Protesto pró-ditadura ignora história do país, diz Comissão da Verdade de SP

Desrespeito à história política do país ou falta de conhecimento sobre o período da ditadura militar. Para os membros da Comissão da Memória e Verdade da Prefeitura de São Paulo, o grupo que foi à avenida Paulista pedir a intervenção militar no domingo (15) sofre de algum desses problemas.

O jornalista Audálio Dantas, a professora Tereza Lajolo e o advogado Fermino Fecchio fazem parte da comissão instaurada em setembro do ano passado, que também conta com o escritor Fernando Morais e o ex-procurador Cesar Cordaro.

Os cinco trabalham para investigar violações dos direitos humanos praticadas na cidade durante a ditadura e apuram crimes cometidos por agentes públicos da prefeitura. Eles pretendem esclarecer o envolvimento de empresários, instituições e dos cemitérios municipais na execução de militantes e ocultação dos corpos.

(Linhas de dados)
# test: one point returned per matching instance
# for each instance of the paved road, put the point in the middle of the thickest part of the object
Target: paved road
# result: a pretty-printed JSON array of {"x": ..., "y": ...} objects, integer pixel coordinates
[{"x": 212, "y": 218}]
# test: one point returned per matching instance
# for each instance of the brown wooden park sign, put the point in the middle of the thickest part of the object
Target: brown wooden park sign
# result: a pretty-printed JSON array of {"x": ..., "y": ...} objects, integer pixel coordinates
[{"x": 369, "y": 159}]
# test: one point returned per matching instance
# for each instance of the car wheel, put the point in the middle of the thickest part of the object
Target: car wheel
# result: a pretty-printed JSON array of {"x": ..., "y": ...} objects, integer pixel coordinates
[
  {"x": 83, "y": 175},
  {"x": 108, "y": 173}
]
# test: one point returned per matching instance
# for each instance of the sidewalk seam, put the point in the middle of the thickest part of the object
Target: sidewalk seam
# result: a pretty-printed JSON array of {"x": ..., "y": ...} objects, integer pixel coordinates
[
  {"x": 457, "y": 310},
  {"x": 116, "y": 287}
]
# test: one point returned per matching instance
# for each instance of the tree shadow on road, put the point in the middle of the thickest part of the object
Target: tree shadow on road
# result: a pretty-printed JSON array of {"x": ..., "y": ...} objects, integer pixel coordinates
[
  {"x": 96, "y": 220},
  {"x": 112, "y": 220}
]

Tarefas e exercícios:
A - Por favor, reescreva o trecho da reportagem sobre a Comissão da Verdade que vai de "O jornalista Audálio" até "ex-procurador Cesar Cordaro.", trocando "setembro" por "outubro".
B - Responda com base na reportagem sobre a Comissão da Verdade:
(i) Em que avenida o grupo pediu a intervenção militar?
(ii) Qual escritor integra a comissão?
(iii) O envolvimento de que instalações municipais os membros querem esclarecer?

Respostas dos exercícios:
A -
O jornalista Audálio Dantas, a professora Tereza Lajolo e o advogado Fermino Fecchio fazem parte da comissão instaurada em outubro do ano passado, que também conta com o escritor Fernando Morais e o ex-procurador Cesar Cordaro.

B -
(i) Na avenida Paulista.
(ii) Fernando Morais.
(iii) Dos cemitérios municipais.